[Point-per-instance localization data]
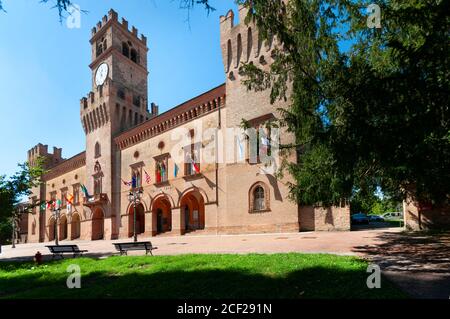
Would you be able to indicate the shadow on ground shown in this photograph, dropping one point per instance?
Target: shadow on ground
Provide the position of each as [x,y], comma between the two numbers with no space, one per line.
[417,262]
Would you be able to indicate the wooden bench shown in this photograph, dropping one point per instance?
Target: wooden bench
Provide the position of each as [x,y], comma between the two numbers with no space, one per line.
[123,248]
[60,250]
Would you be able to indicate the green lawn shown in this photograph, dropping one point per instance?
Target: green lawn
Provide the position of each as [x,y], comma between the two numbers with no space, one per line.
[197,276]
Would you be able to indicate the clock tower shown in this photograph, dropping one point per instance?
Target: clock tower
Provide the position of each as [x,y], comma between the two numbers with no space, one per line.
[117,102]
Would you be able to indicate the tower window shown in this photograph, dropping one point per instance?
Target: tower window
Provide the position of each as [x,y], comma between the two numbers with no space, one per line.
[98,152]
[125,50]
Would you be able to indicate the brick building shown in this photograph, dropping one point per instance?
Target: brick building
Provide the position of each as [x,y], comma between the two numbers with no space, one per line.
[164,154]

### What to produce
The records above are to be transcribed word for word. Skip the images.

### Exercise answer
Would you be able to indicate the shadow on ground shown in this photograph, dropping one point per instance?
Target: shadow on ground
Provide the position of each as [x,y], comma between the two numbers with no space, one per line.
[417,262]
Would you be able to indicate the wooden bench shown in this photograph, dropping one point per instance?
Target: wooden bench
Provide the position of each as [x,y], comma between the two numbers with no space, one per line.
[123,248]
[60,250]
Would you be able to indicate the green lawn shown in this photograph, dropping one point per instance?
Target: green lawn
Provide the position of each as [x,y], comma between the two numbers with no space, one per line.
[197,276]
Would you be able to indicate the clock tower shown in this photograph, dropping one point per instance?
Target: clock tower
Provide the position of each as [x,y], comma between the two numbers with no space, one per line.
[117,102]
Would you be able to indicate the tower window shown in this photograph, dropping one point per instance?
Target: tower window
Provide the position of each as [x,y], comma between the two numbers with no space, one per line.
[98,152]
[125,50]
Would you be able to indicate the brick building shown in this photograph, dropping one point per instance?
Target: brick building
Provide the position of each as [x,y], comma between the two numbers with no space, one per line.
[164,154]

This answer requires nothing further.